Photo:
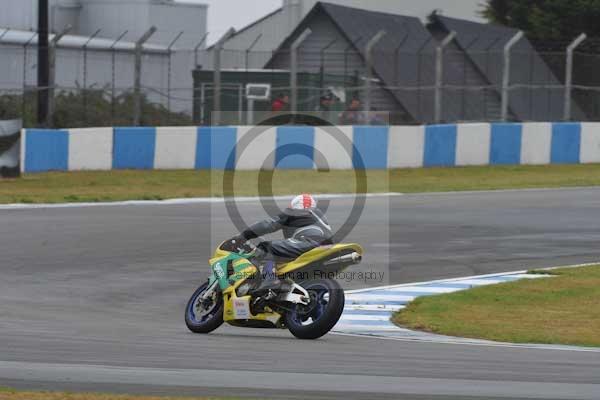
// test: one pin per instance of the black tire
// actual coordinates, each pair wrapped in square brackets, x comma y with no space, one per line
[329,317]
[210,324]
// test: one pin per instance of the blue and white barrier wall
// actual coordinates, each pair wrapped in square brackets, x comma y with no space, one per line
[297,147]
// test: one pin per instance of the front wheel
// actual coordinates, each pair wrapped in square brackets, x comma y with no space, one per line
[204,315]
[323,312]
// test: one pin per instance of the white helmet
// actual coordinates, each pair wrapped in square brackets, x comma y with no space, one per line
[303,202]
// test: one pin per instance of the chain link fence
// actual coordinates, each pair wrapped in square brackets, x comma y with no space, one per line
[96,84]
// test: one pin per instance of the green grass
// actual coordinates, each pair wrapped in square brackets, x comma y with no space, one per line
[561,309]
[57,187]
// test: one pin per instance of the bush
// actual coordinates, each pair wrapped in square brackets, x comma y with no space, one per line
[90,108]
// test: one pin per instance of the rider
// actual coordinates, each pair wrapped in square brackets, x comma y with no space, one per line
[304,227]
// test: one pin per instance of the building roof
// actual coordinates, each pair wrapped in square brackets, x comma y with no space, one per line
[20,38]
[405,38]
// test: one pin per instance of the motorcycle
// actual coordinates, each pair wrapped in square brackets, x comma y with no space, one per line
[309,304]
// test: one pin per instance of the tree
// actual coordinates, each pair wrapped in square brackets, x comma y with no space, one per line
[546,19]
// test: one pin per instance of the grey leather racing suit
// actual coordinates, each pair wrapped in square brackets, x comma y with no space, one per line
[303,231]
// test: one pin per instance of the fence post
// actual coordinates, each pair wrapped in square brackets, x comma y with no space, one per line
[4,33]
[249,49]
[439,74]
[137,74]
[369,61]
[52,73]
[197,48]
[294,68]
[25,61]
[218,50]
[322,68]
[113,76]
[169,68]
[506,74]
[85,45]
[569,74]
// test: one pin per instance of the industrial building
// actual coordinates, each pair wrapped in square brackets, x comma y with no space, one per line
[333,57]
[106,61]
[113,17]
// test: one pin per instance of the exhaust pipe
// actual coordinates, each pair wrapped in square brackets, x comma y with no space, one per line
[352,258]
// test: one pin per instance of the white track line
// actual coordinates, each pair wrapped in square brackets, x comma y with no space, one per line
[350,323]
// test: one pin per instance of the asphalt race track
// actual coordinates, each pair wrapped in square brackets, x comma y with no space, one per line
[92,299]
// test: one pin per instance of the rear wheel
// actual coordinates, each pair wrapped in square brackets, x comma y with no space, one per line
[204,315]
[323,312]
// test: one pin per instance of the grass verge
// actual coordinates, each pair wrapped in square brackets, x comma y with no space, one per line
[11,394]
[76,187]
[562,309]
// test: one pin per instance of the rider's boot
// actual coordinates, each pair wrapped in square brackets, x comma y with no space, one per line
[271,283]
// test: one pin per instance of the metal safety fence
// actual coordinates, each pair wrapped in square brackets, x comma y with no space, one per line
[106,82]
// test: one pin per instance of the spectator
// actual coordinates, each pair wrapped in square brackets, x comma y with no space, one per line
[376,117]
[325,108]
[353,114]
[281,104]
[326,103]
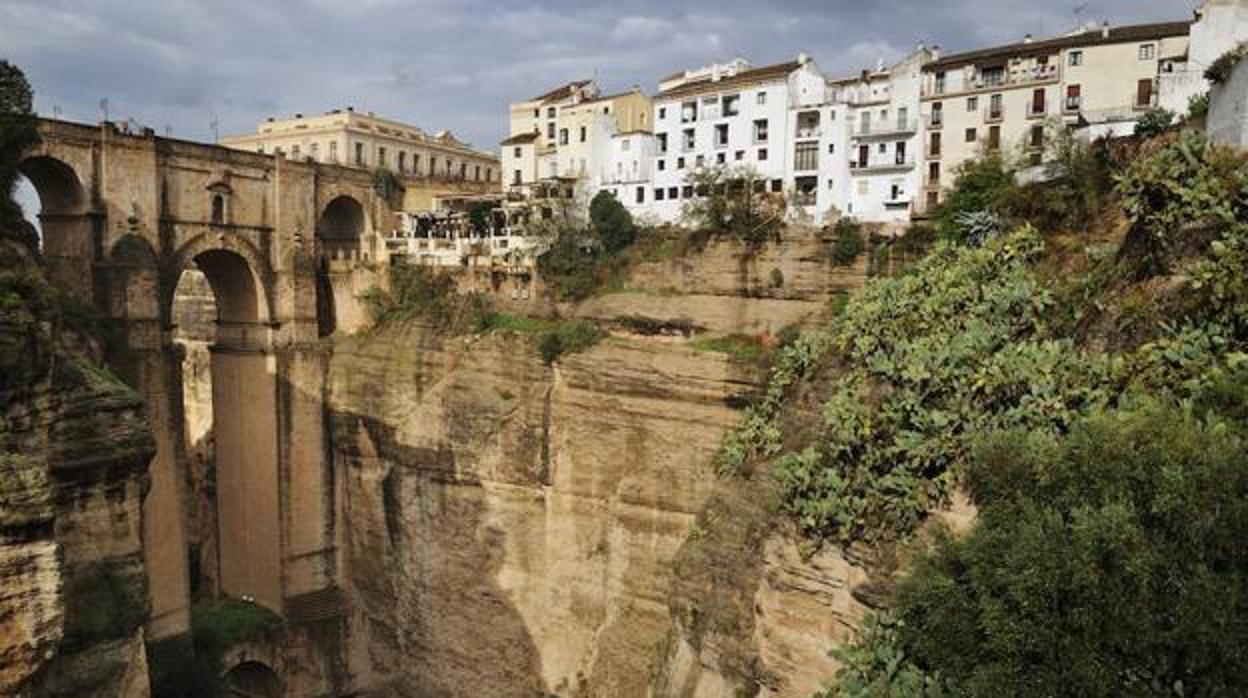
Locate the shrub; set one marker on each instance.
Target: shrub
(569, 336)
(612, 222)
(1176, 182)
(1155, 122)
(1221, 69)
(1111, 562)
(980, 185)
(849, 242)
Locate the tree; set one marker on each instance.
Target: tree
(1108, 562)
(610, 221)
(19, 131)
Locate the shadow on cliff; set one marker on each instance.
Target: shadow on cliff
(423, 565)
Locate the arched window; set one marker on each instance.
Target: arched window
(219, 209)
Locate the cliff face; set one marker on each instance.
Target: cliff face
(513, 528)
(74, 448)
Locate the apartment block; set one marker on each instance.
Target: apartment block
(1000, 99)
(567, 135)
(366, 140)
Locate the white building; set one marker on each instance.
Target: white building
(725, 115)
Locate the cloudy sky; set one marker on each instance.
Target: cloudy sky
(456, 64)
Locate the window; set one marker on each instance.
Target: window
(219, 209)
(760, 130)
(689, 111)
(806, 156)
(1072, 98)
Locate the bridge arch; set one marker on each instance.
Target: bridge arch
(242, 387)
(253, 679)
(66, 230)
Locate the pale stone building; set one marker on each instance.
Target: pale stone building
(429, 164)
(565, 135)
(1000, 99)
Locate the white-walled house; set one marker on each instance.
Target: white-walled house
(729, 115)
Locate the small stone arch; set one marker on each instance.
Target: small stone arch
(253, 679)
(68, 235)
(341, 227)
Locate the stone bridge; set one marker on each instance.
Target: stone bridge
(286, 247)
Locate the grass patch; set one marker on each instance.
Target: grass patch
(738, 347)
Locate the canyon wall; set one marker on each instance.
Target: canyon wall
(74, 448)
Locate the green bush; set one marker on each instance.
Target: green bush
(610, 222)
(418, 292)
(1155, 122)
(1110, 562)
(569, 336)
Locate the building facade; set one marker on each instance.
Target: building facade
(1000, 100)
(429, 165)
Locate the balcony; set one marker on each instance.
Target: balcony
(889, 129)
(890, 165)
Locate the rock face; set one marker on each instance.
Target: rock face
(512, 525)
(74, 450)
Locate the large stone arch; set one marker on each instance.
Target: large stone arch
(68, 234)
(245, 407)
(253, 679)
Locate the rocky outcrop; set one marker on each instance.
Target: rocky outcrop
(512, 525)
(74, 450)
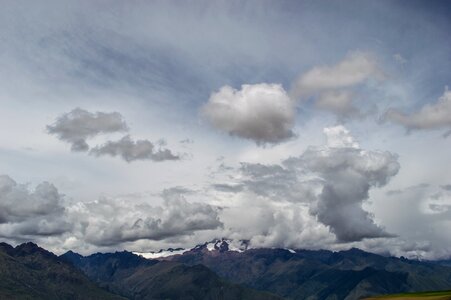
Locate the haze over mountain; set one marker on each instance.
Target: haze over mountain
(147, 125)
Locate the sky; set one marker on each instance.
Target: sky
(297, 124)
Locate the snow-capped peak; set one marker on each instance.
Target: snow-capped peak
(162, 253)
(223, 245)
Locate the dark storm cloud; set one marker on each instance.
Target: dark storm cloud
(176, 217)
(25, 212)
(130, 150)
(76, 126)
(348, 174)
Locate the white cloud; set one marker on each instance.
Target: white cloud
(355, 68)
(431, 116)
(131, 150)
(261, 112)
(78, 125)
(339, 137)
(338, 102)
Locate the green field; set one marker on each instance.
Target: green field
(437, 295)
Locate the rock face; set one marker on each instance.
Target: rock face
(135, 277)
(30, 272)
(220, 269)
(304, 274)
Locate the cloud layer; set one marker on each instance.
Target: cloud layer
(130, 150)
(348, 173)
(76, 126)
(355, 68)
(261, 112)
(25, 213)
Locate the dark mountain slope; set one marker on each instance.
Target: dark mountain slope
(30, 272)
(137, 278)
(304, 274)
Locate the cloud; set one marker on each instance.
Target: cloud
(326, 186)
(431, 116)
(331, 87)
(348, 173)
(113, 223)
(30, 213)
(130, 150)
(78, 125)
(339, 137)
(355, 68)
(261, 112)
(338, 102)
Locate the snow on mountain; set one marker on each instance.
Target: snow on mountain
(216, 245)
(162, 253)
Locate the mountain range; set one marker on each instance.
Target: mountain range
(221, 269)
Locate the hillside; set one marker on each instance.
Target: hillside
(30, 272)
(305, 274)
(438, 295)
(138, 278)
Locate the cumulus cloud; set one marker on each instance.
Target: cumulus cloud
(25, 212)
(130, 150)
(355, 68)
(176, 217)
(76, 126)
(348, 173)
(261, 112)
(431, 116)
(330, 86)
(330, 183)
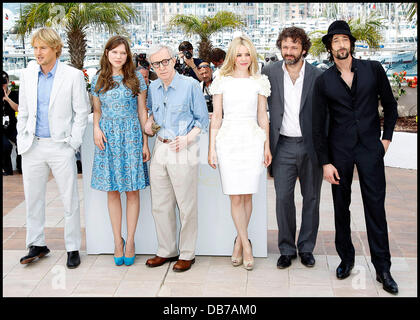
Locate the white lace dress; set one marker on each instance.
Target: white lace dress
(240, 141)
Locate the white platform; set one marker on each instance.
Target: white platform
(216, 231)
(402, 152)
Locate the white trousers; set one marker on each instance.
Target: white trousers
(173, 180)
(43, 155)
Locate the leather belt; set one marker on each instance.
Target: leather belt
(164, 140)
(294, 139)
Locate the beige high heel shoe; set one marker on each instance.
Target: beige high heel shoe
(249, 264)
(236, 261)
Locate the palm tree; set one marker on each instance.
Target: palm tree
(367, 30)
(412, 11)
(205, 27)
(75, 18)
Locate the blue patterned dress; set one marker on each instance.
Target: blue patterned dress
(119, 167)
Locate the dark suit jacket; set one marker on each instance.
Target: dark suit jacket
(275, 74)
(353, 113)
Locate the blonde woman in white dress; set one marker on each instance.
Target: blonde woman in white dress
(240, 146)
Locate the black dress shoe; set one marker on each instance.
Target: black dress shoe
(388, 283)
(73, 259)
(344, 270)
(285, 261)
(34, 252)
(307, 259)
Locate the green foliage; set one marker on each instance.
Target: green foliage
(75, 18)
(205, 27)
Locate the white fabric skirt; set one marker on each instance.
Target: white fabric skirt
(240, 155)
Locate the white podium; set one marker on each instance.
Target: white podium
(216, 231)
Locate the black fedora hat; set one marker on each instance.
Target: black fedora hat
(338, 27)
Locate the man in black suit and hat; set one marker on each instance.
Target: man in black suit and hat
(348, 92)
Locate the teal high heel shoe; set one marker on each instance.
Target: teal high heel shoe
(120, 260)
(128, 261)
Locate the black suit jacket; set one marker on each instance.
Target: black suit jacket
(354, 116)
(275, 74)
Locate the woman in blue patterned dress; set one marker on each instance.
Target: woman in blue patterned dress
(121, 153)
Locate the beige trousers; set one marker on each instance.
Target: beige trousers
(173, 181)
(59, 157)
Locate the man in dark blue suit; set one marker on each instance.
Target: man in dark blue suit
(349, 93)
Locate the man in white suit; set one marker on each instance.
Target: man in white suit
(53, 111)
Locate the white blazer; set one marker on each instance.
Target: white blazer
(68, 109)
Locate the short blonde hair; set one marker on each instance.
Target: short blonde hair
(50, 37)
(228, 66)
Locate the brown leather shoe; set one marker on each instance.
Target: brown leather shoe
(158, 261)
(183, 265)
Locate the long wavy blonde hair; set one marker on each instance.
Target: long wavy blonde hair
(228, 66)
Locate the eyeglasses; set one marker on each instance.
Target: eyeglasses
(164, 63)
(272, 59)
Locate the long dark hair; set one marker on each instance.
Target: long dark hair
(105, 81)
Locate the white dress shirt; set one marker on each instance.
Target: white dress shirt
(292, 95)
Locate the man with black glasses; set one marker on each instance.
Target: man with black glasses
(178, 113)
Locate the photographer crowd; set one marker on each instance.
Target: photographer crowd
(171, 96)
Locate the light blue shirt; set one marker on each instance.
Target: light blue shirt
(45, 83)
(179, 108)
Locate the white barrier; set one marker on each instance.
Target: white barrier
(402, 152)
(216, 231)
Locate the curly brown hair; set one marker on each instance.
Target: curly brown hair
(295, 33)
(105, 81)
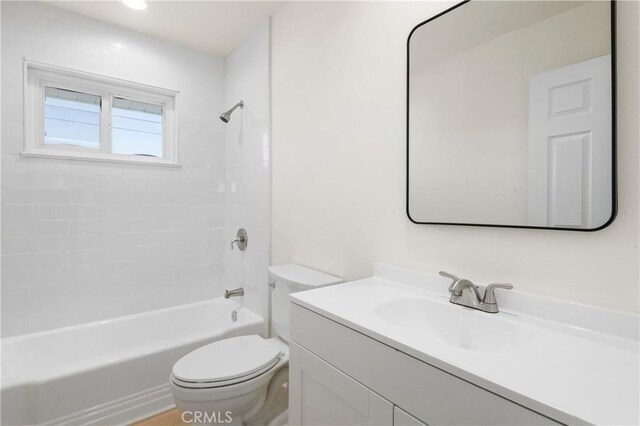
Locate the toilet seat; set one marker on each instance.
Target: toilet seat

-----

- [What the exercise asks]
Reproduce the rows word for word, starting at the line that contains "Locate the white barrier;" and continuing through the end of the rows, both ends included. Leave the pictures out of your answer.

- [Answer to this problem]
Locate the white barrier; set one marker on each instance.
Target: white barrier
(402, 152)
(216, 231)
Locate the curly brown hair; set one marker on each instance.
Target: curly brown hair
(295, 33)
(105, 81)
Locate the toilet seat; set one marker on each instance.
Target: toilet seat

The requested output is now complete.